Ronnie Bryant was vastly outnumbered.
Leaning against a wall during a recent Birmingham, Alabama, public hearing, Bryant listened to an overflow crowd pepper federal officials with concerns about businesses polluting the drinking water and causing cases of cancer.
After two hours, Bryant—a coal mine owner from Jasper—had heard enough and, in a moment being described as "right out of Atlas Shrugged," took his turn at the microphone:
“Nearly every day without fail…men stream to these [mining] operations looking for work in Walker County. They can’t pay their mortgage. They can’t pay their car note. They can’t feed their families. They don’t have health insurance. And as I stand here today, I just…you know…what’s the use? I got a permit to open up an underground coal mine that would employ probably 125 people. They’d be paid wages from $50,000 to $150,000 a year. We would consume probably $50 million to $60 million in consumables a year, putting more men to work. And my only idea today is to go home. What’s the use? I see these guys—I see them with tears in their eyes—looking for work. And if there’s so much opposition to these guys making a living, I feel like there’s no need in me putting out the effort to provide work for them. So…basically what I've decided is not to open the mine. I'm just quitting. Thank you.”
The Blaze contacted Bryant, and he remains as resolute as he was at last week’s public hearing. To him, it’s just not worth the time, money, and regulatory hassle to open up a new mine—even one located in a remote area with less environmental impact.
“If they want to create jobs, provide health insurance, and increase revenue,” Bryant said in reference to the federal government, “they need to back down on the regulatory burden. It’s like pulling an iron ball with a chain. I’m not saying to make it go away—just the stuff that’s not pertinent or useful.”

Information:
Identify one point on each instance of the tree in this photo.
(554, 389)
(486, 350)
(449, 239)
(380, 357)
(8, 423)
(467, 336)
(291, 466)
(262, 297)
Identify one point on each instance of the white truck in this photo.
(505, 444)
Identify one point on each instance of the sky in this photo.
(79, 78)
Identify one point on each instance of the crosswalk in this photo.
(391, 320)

Complete the following:
• A. Reproduce word for word the portion of the coal mine article that opens with "The Blaze contacted" and closes with "less environmental impact.".
• B. According to Bryant's remarks in the coal mine article, list each thing that the men looking for work in Walker County cannot do.

Task-by-task solutions:
• A.
The Blaze contacted Bryant, and he remains as resolute as he was at last week’s public hearing. To him, it’s just not worth the time, money, and regulatory hassle to open up a new mine—even one located in a remote area with less environmental impact.

• B.
- Pay their mortgage
- Pay their car note
- Feed their families